Task directions
Set down all of the entries below word for word, with the pictures left out.

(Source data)
§ §

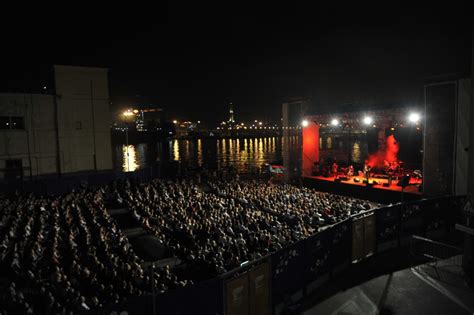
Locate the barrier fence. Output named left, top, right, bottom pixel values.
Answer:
left=83, top=194, right=465, bottom=315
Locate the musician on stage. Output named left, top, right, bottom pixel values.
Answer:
left=363, top=160, right=371, bottom=181
left=384, top=159, right=391, bottom=172
left=332, top=161, right=338, bottom=178
left=347, top=165, right=354, bottom=177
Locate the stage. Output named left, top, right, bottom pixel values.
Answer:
left=303, top=175, right=422, bottom=204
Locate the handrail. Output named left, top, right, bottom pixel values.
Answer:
left=411, top=235, right=462, bottom=251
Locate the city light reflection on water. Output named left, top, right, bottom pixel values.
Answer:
left=351, top=142, right=361, bottom=163
left=122, top=145, right=138, bottom=172
left=114, top=136, right=302, bottom=173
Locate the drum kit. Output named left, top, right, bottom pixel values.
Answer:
left=383, top=160, right=422, bottom=180
left=383, top=160, right=404, bottom=179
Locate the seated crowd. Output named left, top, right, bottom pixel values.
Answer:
left=0, top=189, right=175, bottom=314
left=0, top=177, right=375, bottom=314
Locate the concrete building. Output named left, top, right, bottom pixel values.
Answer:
left=0, top=65, right=112, bottom=179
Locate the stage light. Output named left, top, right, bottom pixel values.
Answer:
left=408, top=112, right=421, bottom=123
left=331, top=119, right=339, bottom=126
left=363, top=116, right=373, bottom=125
left=301, top=119, right=309, bottom=127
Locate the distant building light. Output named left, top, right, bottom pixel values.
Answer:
left=301, top=119, right=309, bottom=127
left=258, top=122, right=263, bottom=126
left=173, top=120, right=178, bottom=124
left=331, top=119, right=339, bottom=126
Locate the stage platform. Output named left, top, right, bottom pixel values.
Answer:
left=303, top=175, right=422, bottom=204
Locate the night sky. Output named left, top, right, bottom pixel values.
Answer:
left=1, top=3, right=472, bottom=124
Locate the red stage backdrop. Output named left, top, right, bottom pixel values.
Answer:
left=302, top=121, right=320, bottom=176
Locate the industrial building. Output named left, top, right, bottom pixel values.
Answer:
left=0, top=65, right=112, bottom=179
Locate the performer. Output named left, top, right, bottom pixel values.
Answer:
left=383, top=159, right=391, bottom=173
left=347, top=165, right=354, bottom=177
left=332, top=161, right=338, bottom=178
left=363, top=161, right=371, bottom=181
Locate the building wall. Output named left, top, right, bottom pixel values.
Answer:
left=54, top=65, right=112, bottom=173
left=455, top=79, right=471, bottom=195
left=0, top=65, right=113, bottom=179
left=469, top=26, right=474, bottom=198
left=0, top=93, right=57, bottom=177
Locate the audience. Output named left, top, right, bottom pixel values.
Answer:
left=0, top=176, right=375, bottom=314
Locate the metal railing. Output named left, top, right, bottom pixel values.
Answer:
left=409, top=234, right=463, bottom=278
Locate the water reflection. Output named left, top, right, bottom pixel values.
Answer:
left=327, top=137, right=332, bottom=149
left=197, top=139, right=202, bottom=167
left=351, top=142, right=361, bottom=163
left=114, top=137, right=300, bottom=173
left=122, top=145, right=138, bottom=172
left=172, top=140, right=180, bottom=161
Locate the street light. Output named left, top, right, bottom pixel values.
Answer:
left=408, top=112, right=421, bottom=123
left=301, top=119, right=309, bottom=127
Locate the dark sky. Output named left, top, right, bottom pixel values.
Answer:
left=0, top=3, right=472, bottom=124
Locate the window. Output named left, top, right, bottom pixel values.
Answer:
left=0, top=116, right=25, bottom=130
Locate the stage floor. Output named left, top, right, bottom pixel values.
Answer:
left=306, top=175, right=422, bottom=195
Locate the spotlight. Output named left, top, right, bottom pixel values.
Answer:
left=331, top=119, right=339, bottom=126
left=302, top=120, right=309, bottom=127
left=363, top=116, right=373, bottom=125
left=408, top=113, right=420, bottom=123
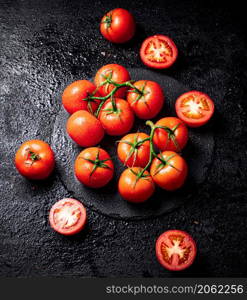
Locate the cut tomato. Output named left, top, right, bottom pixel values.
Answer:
left=175, top=91, right=214, bottom=127
left=156, top=230, right=197, bottom=271
left=49, top=198, right=87, bottom=235
left=140, top=35, right=178, bottom=69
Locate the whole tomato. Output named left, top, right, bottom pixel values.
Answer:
left=118, top=167, right=155, bottom=203
left=98, top=98, right=134, bottom=136
left=74, top=147, right=114, bottom=188
left=66, top=110, right=104, bottom=147
left=127, top=80, right=164, bottom=119
left=117, top=132, right=150, bottom=167
left=153, top=117, right=188, bottom=152
left=100, top=8, right=136, bottom=43
left=15, top=140, right=55, bottom=180
left=62, top=80, right=101, bottom=114
left=94, top=64, right=130, bottom=98
left=150, top=151, right=188, bottom=191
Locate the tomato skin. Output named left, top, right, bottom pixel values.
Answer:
left=49, top=198, right=87, bottom=236
left=66, top=110, right=104, bottom=147
left=100, top=8, right=136, bottom=43
left=127, top=80, right=165, bottom=119
left=153, top=117, right=188, bottom=152
left=74, top=147, right=114, bottom=188
left=140, top=35, right=178, bottom=69
left=175, top=91, right=215, bottom=127
left=150, top=151, right=188, bottom=191
left=98, top=98, right=134, bottom=136
left=62, top=80, right=101, bottom=115
left=15, top=140, right=55, bottom=180
left=117, top=132, right=150, bottom=167
left=156, top=230, right=197, bottom=271
left=94, top=64, right=130, bottom=98
left=118, top=167, right=155, bottom=203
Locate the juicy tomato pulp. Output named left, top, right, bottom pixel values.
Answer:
left=156, top=230, right=197, bottom=271
left=100, top=8, right=136, bottom=43
left=175, top=91, right=215, bottom=127
left=140, top=35, right=178, bottom=69
left=49, top=198, right=87, bottom=235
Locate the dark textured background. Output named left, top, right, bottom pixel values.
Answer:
left=0, top=0, right=247, bottom=277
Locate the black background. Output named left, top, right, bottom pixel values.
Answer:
left=0, top=0, right=247, bottom=277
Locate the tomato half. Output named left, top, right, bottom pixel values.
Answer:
left=117, top=132, right=150, bottom=167
left=15, top=140, right=55, bottom=180
left=153, top=117, right=188, bottom=152
left=49, top=198, right=87, bottom=235
left=175, top=91, right=215, bottom=127
left=118, top=167, right=155, bottom=203
left=94, top=64, right=130, bottom=98
left=98, top=98, right=134, bottom=136
left=140, top=35, right=178, bottom=69
left=100, top=8, right=136, bottom=43
left=66, top=110, right=104, bottom=147
left=127, top=80, right=165, bottom=119
left=156, top=230, right=197, bottom=271
left=150, top=151, right=188, bottom=191
left=62, top=80, right=101, bottom=115
left=74, top=147, right=114, bottom=188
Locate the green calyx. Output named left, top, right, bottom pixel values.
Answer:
left=83, top=150, right=112, bottom=177
left=102, top=15, right=112, bottom=29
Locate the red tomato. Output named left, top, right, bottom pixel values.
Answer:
left=117, top=132, right=150, bottom=167
left=94, top=64, right=130, bottom=98
left=98, top=98, right=134, bottom=136
left=127, top=80, right=165, bottom=119
left=118, top=167, right=155, bottom=203
left=156, top=230, right=197, bottom=271
left=140, top=35, right=178, bottom=69
left=153, top=117, right=188, bottom=152
left=49, top=198, right=87, bottom=235
left=15, top=140, right=55, bottom=180
left=74, top=147, right=114, bottom=188
left=150, top=151, right=188, bottom=191
left=62, top=80, right=101, bottom=115
left=66, top=110, right=104, bottom=147
left=100, top=8, right=136, bottom=43
left=175, top=91, right=215, bottom=127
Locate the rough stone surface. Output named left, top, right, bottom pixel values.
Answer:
left=0, top=0, right=247, bottom=277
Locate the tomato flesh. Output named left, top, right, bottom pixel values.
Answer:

§ §

Exercise solution
Locate the barrier fence. Output named left, top, right, bottom pixel values.
Answer:
left=83, top=194, right=465, bottom=315
Locate the musician on stage. Output named left, top, right, bottom pixel values.
Answer:
left=363, top=160, right=371, bottom=181
left=384, top=159, right=391, bottom=172
left=332, top=161, right=338, bottom=178
left=347, top=165, right=354, bottom=177
Locate the stage. Output named left, top, right, bottom pixel values.
Answer:
left=303, top=175, right=422, bottom=204
Locate the handrail. Output named left, top, right, bottom pixel values.
Answer:
left=411, top=235, right=462, bottom=251
Locate the city light reflection on water. Output named left, top, right, bottom pixel values.
Answer:
left=351, top=142, right=361, bottom=163
left=122, top=145, right=138, bottom=172
left=114, top=136, right=302, bottom=173
Locate the drum kit. Output named left, top, right, bottom pixel values.
Answer:
left=383, top=160, right=422, bottom=180
left=383, top=160, right=404, bottom=179
Locate the seated crowd. Output named left, top, right, bottom pixel values.
Answer:
left=0, top=189, right=175, bottom=314
left=0, top=177, right=375, bottom=314
Locate the concrete building. Output named left, top, right, bottom pixel values.
Answer:
left=0, top=65, right=112, bottom=179
Locate the stage light. Output named left, top, right, bottom pixel values.
Answer:
left=408, top=112, right=421, bottom=123
left=331, top=119, right=339, bottom=126
left=363, top=116, right=373, bottom=125
left=301, top=119, right=309, bottom=127
Locate the distant building light. Output named left, top, right, bottom pixel values.
Answer:
left=301, top=119, right=309, bottom=127
left=258, top=122, right=263, bottom=126
left=173, top=120, right=178, bottom=124
left=331, top=119, right=339, bottom=126
Locate the stage platform. Output named left, top, right, bottom pixel values.
Answer:
left=303, top=175, right=422, bottom=204
Locate the night sky. Output named left, top, right, bottom pixel values.
Answer:
left=1, top=3, right=472, bottom=124
Locate the red stage backdrop. Output named left, top, right, bottom pixel values.
Answer:
left=302, top=121, right=320, bottom=176
Locate the industrial building. Output named left, top, right, bottom pixel values.
Answer:
left=0, top=65, right=112, bottom=179
Locate the performer. Output named left, top, right, bottom pixel values.
Answer:
left=383, top=159, right=391, bottom=173
left=347, top=165, right=354, bottom=177
left=332, top=161, right=338, bottom=178
left=363, top=161, right=371, bottom=181
Locate the building wall. Output named left, top, right, bottom pixel values.
Answer:
left=54, top=65, right=112, bottom=173
left=455, top=79, right=471, bottom=195
left=0, top=65, right=113, bottom=179
left=469, top=26, right=474, bottom=198
left=0, top=93, right=57, bottom=177
Locate the audience. Output named left, top, right, bottom pixel values.
Answer:
left=0, top=176, right=375, bottom=314
Locate the metal railing. Output named left, top, right, bottom pixel values.
Answer:
left=409, top=234, right=463, bottom=278
Locate the water reflection. Output named left, top, right, bottom pixel values.
Answer:
left=327, top=137, right=332, bottom=149
left=197, top=139, right=202, bottom=167
left=351, top=142, right=361, bottom=163
left=114, top=137, right=300, bottom=173
left=122, top=145, right=138, bottom=172
left=172, top=140, right=180, bottom=161
Locate the street light. Output named left, top, right, bottom pixel values.
Answer:
left=408, top=112, right=421, bottom=123
left=301, top=119, right=309, bottom=127
Locate the dark sky. Output named left, top, right, bottom pixel values.
Answer:
left=0, top=3, right=472, bottom=124
Locate the window. Output named left, top, right, bottom pixel values.
Answer:
left=0, top=116, right=25, bottom=130
Locate the stage floor. Output named left, top, right, bottom pixel values.
Answer:
left=306, top=175, right=422, bottom=195
Locate the spotlight. Output named left, top, right, bottom pixel values.
Answer:
left=331, top=119, right=339, bottom=126
left=302, top=120, right=309, bottom=127
left=363, top=116, right=373, bottom=125
left=408, top=113, right=420, bottom=123
Locate the cut tomato. Output named left, top, right, bottom pixel values.
Answer:
left=175, top=91, right=214, bottom=127
left=156, top=230, right=197, bottom=271
left=49, top=198, right=87, bottom=235
left=140, top=35, right=178, bottom=69
Locate the whole tomato. Output named left, top, right, bottom pixel values.
Answer:
left=118, top=167, right=155, bottom=203
left=98, top=98, right=134, bottom=136
left=74, top=147, right=114, bottom=188
left=66, top=110, right=104, bottom=147
left=127, top=80, right=164, bottom=119
left=117, top=132, right=150, bottom=167
left=153, top=117, right=188, bottom=152
left=100, top=8, right=136, bottom=43
left=15, top=140, right=55, bottom=180
left=62, top=80, right=101, bottom=114
left=94, top=64, right=130, bottom=98
left=150, top=151, right=188, bottom=191
Locate the tomato skin. Output named left, top, right, bottom pixel values.
Answer:
left=49, top=198, right=87, bottom=236
left=66, top=110, right=104, bottom=147
left=100, top=8, right=136, bottom=43
left=127, top=80, right=165, bottom=119
left=153, top=117, right=188, bottom=152
left=74, top=147, right=114, bottom=188
left=140, top=35, right=178, bottom=69
left=175, top=91, right=215, bottom=127
left=150, top=151, right=188, bottom=191
left=98, top=98, right=134, bottom=136
left=62, top=80, right=101, bottom=115
left=15, top=140, right=55, bottom=180
left=117, top=132, right=150, bottom=167
left=156, top=230, right=197, bottom=271
left=94, top=64, right=130, bottom=98
left=118, top=167, right=155, bottom=203
Locate the juicy tomato pulp. Output named left, top, right, bottom pixel values.
Answer:
left=156, top=230, right=197, bottom=271
left=100, top=8, right=136, bottom=43
left=175, top=91, right=215, bottom=127
left=140, top=35, right=178, bottom=69
left=49, top=198, right=87, bottom=235
Locate the dark textured background. Output named left, top, right, bottom pixel values.
Answer:
left=0, top=0, right=247, bottom=277
Locate the black background. Output named left, top, right, bottom pixel values.
Answer:
left=0, top=0, right=247, bottom=277
Locate the tomato half. Output named left, top, right, bottom pixel values.
Answer:
left=117, top=132, right=150, bottom=167
left=15, top=140, right=55, bottom=180
left=153, top=117, right=188, bottom=152
left=49, top=198, right=87, bottom=235
left=175, top=91, right=215, bottom=127
left=118, top=167, right=155, bottom=203
left=94, top=64, right=130, bottom=98
left=98, top=98, right=134, bottom=136
left=140, top=35, right=178, bottom=69
left=100, top=8, right=136, bottom=43
left=66, top=110, right=104, bottom=147
left=127, top=80, right=165, bottom=119
left=156, top=230, right=197, bottom=271
left=150, top=151, right=188, bottom=191
left=62, top=80, right=101, bottom=115
left=74, top=147, right=114, bottom=188
Locate the green calyx. Output named left, top, right, bottom pixel values.
Answer:
left=83, top=150, right=112, bottom=177
left=102, top=15, right=112, bottom=29
Locate the red tomato. Output named left, top, right, bottom pixel values.
Answer:
left=117, top=132, right=150, bottom=167
left=94, top=64, right=130, bottom=98
left=98, top=98, right=134, bottom=136
left=127, top=80, right=165, bottom=119
left=118, top=167, right=155, bottom=203
left=156, top=230, right=197, bottom=271
left=140, top=35, right=178, bottom=69
left=153, top=117, right=188, bottom=152
left=49, top=198, right=87, bottom=235
left=15, top=140, right=55, bottom=180
left=74, top=147, right=114, bottom=188
left=150, top=151, right=188, bottom=191
left=62, top=80, right=101, bottom=115
left=66, top=110, right=104, bottom=147
left=100, top=8, right=136, bottom=43
left=175, top=91, right=215, bottom=127
Locate the rough stone surface. Output named left, top, right, bottom pixel values.
Answer:
left=0, top=0, right=247, bottom=277
Locate the tomato flesh. Output named left, top, right, bottom pixel values.
Answer:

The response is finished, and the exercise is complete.